--- Begin ---
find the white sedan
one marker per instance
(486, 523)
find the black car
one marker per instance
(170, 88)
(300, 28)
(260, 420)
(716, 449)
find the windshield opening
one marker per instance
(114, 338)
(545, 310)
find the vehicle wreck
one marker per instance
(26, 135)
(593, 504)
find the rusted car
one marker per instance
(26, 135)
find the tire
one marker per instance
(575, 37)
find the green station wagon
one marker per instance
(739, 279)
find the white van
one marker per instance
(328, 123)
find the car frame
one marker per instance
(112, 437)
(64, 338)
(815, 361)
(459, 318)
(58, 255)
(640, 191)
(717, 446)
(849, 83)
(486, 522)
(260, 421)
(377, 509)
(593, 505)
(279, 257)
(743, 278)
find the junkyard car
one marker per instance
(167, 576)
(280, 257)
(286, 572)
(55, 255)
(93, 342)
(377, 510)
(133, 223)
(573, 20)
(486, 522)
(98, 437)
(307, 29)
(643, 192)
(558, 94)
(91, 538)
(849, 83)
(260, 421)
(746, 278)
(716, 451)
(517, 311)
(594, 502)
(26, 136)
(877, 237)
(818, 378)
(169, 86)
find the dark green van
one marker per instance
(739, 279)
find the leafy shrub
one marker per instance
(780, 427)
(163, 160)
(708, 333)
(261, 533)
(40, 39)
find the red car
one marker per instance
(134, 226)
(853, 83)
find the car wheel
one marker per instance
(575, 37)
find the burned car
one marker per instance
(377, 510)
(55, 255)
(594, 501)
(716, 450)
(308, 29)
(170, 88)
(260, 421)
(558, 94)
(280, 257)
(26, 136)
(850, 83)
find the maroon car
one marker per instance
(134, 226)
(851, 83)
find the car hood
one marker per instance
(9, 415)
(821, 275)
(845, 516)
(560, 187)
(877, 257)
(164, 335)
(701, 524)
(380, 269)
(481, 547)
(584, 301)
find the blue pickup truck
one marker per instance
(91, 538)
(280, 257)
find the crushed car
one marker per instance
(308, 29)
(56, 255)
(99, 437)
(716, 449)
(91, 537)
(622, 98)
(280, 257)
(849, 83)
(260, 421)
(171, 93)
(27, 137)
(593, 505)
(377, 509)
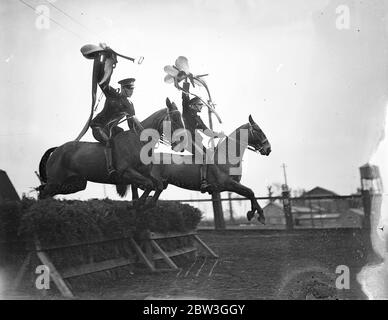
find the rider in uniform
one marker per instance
(117, 106)
(190, 109)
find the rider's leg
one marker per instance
(134, 124)
(102, 135)
(109, 159)
(205, 186)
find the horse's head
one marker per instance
(178, 132)
(257, 139)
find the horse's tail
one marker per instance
(42, 164)
(121, 189)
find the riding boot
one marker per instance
(109, 161)
(205, 186)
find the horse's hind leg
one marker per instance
(244, 191)
(70, 185)
(138, 179)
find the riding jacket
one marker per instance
(115, 108)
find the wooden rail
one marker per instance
(146, 249)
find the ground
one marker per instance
(252, 265)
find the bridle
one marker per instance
(261, 142)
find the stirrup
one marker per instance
(205, 187)
(112, 173)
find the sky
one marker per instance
(317, 91)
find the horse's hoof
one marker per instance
(250, 215)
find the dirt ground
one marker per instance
(252, 265)
(255, 265)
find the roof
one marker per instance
(318, 216)
(319, 191)
(7, 190)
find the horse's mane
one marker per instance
(222, 144)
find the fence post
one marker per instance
(367, 205)
(287, 209)
(219, 221)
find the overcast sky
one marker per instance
(319, 93)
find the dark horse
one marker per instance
(66, 169)
(184, 173)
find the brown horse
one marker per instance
(185, 174)
(66, 169)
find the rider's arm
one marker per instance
(185, 96)
(202, 126)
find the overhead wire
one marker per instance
(71, 18)
(54, 21)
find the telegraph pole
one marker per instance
(219, 221)
(286, 201)
(285, 174)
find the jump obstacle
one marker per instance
(147, 248)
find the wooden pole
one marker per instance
(219, 222)
(287, 209)
(230, 207)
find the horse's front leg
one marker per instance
(247, 193)
(135, 193)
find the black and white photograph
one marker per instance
(205, 151)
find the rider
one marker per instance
(190, 109)
(117, 106)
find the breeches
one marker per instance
(102, 134)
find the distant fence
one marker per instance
(285, 212)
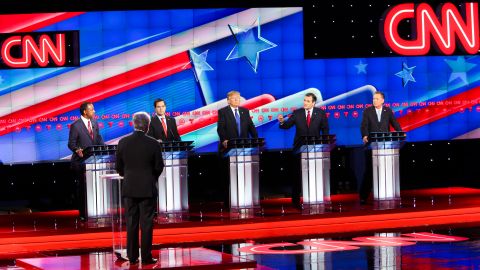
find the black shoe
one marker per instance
(149, 261)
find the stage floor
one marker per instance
(53, 238)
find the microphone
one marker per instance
(170, 129)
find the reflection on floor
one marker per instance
(427, 229)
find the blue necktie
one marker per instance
(237, 119)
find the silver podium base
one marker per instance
(386, 174)
(315, 177)
(244, 191)
(173, 187)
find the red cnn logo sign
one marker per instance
(446, 31)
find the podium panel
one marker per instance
(173, 182)
(101, 162)
(314, 152)
(244, 169)
(386, 164)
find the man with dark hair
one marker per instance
(308, 121)
(84, 132)
(139, 161)
(163, 127)
(234, 121)
(376, 118)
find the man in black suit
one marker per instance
(139, 161)
(163, 127)
(308, 121)
(376, 118)
(84, 132)
(234, 121)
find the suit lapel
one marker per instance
(85, 130)
(232, 118)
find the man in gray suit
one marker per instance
(139, 161)
(376, 118)
(84, 132)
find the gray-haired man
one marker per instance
(140, 162)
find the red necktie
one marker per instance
(90, 131)
(308, 118)
(164, 127)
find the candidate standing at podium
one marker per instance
(308, 121)
(84, 132)
(234, 121)
(163, 127)
(376, 118)
(139, 161)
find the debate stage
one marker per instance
(57, 240)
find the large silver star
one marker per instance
(199, 62)
(249, 45)
(459, 67)
(406, 74)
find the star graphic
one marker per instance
(406, 74)
(199, 62)
(459, 67)
(361, 67)
(249, 44)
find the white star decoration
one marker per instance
(249, 44)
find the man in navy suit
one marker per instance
(234, 121)
(308, 121)
(139, 161)
(84, 132)
(163, 127)
(376, 118)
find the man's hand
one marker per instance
(79, 152)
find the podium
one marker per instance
(386, 164)
(99, 193)
(314, 152)
(173, 182)
(244, 167)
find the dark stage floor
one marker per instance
(428, 229)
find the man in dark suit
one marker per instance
(84, 132)
(139, 161)
(308, 121)
(376, 118)
(163, 127)
(234, 121)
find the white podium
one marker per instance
(386, 164)
(244, 168)
(314, 152)
(101, 161)
(173, 182)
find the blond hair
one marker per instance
(233, 92)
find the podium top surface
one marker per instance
(387, 136)
(177, 146)
(245, 143)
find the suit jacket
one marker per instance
(139, 161)
(318, 123)
(80, 138)
(155, 129)
(227, 126)
(370, 121)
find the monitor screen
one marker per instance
(192, 58)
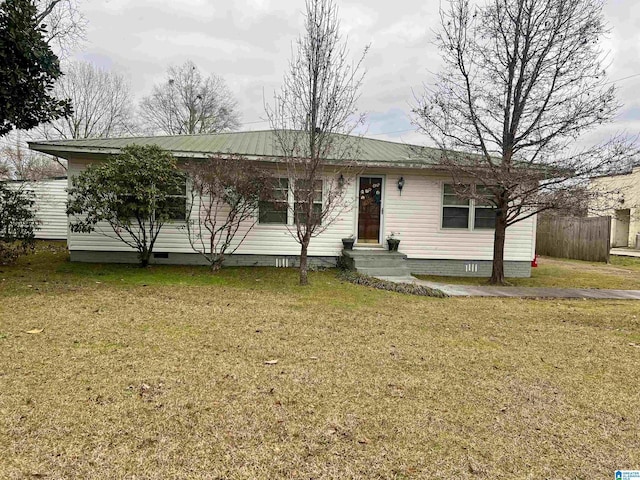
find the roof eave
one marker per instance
(67, 152)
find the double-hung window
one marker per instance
(302, 193)
(277, 208)
(484, 216)
(177, 203)
(464, 213)
(455, 210)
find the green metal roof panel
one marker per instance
(252, 144)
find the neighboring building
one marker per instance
(622, 202)
(439, 233)
(50, 204)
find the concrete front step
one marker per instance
(378, 262)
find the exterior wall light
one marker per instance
(400, 184)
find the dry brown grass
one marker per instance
(171, 382)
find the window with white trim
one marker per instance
(455, 210)
(276, 210)
(484, 212)
(302, 191)
(464, 213)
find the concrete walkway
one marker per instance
(519, 292)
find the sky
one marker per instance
(249, 42)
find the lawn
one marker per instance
(168, 372)
(622, 273)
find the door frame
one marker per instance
(383, 177)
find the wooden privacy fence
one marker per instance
(572, 237)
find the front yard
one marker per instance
(171, 373)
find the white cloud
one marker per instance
(248, 42)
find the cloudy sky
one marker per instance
(248, 43)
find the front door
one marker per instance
(369, 209)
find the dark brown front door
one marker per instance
(369, 209)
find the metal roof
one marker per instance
(260, 145)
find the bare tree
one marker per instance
(64, 23)
(20, 163)
(523, 79)
(312, 117)
(101, 104)
(188, 103)
(225, 195)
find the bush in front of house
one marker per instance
(18, 223)
(407, 288)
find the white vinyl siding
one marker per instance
(416, 215)
(263, 239)
(50, 205)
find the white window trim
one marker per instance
(472, 210)
(290, 205)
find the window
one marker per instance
(455, 210)
(130, 206)
(302, 192)
(275, 211)
(484, 211)
(459, 212)
(177, 203)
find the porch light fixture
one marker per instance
(400, 184)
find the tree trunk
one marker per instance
(304, 280)
(497, 274)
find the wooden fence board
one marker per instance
(577, 238)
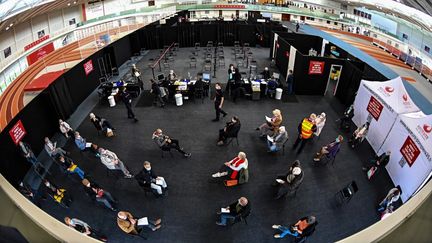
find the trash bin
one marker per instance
(278, 95)
(111, 101)
(179, 99)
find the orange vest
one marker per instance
(306, 131)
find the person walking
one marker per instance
(219, 100)
(127, 100)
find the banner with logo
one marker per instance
(380, 103)
(410, 143)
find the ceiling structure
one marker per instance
(13, 12)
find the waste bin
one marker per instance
(111, 101)
(278, 95)
(179, 99)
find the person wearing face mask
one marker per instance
(330, 150)
(147, 178)
(266, 73)
(239, 209)
(231, 129)
(290, 181)
(218, 102)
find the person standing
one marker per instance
(290, 81)
(219, 100)
(127, 100)
(306, 129)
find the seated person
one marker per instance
(95, 192)
(155, 89)
(379, 162)
(84, 228)
(268, 127)
(266, 73)
(147, 178)
(65, 128)
(101, 124)
(112, 162)
(304, 227)
(231, 129)
(82, 144)
(69, 166)
(241, 208)
(232, 167)
(290, 181)
(330, 150)
(276, 142)
(134, 226)
(359, 135)
(166, 143)
(172, 76)
(52, 150)
(58, 194)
--- End ---
■ EXERCISE BRIEF ■
Copy the records from the line with "find the banner with logo" through the end of the records, swapping "waste bin" for "trash can" and keeping everything else the same.

■ COMPLETED EXERCISE ■
find the banner with logo
one marker per instance
(380, 103)
(410, 143)
find the ceiling structure
one marker per instance
(13, 12)
find the trash can
one marker per instance
(111, 101)
(278, 95)
(179, 99)
find the person wearing face mask
one marker per instance
(330, 150)
(147, 178)
(266, 73)
(239, 209)
(231, 129)
(290, 181)
(218, 102)
find the person standing
one marker per instance
(290, 81)
(219, 100)
(127, 100)
(306, 129)
find the seated person
one marker per instance
(95, 192)
(155, 89)
(379, 162)
(84, 228)
(268, 127)
(266, 73)
(147, 178)
(65, 128)
(101, 124)
(112, 162)
(304, 227)
(231, 129)
(82, 144)
(69, 166)
(241, 208)
(232, 167)
(290, 181)
(330, 150)
(276, 142)
(134, 226)
(359, 135)
(166, 143)
(172, 76)
(52, 150)
(58, 194)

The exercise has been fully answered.